(Data items)
════════════════════

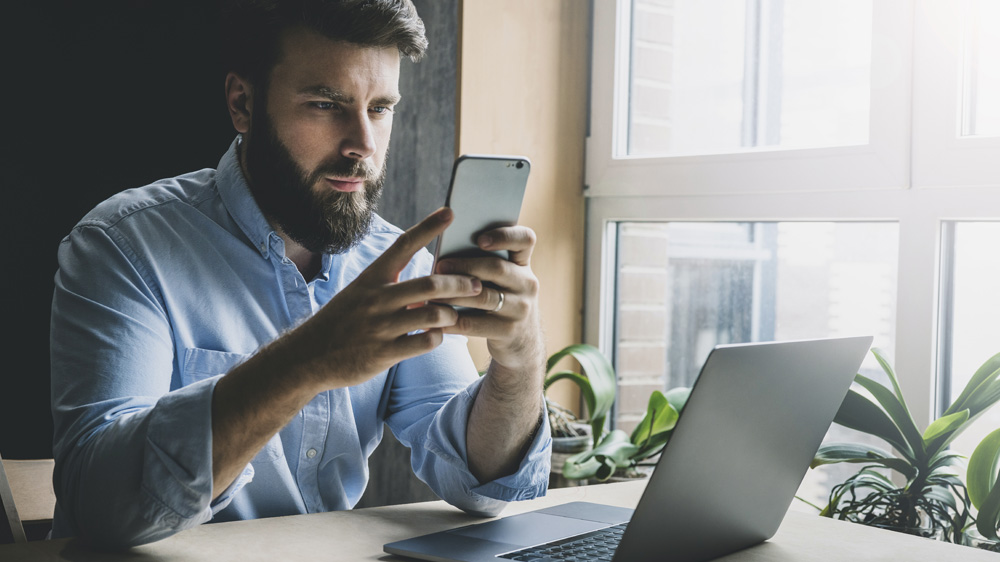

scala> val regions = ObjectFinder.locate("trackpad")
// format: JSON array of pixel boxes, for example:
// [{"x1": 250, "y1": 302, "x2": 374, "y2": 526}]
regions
[{"x1": 449, "y1": 513, "x2": 610, "y2": 546}]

════════════════════

> _Objective_
Rewrite every row with "regions" renamed to "matches", changing nothing else, and leave the pictures out.

> _Result of the task_
scala> val matches = ObjectFinder.locate("trackpad")
// format: JSON array of pixel boxes, for example:
// [{"x1": 250, "y1": 302, "x2": 374, "y2": 526}]
matches
[{"x1": 449, "y1": 513, "x2": 610, "y2": 546}]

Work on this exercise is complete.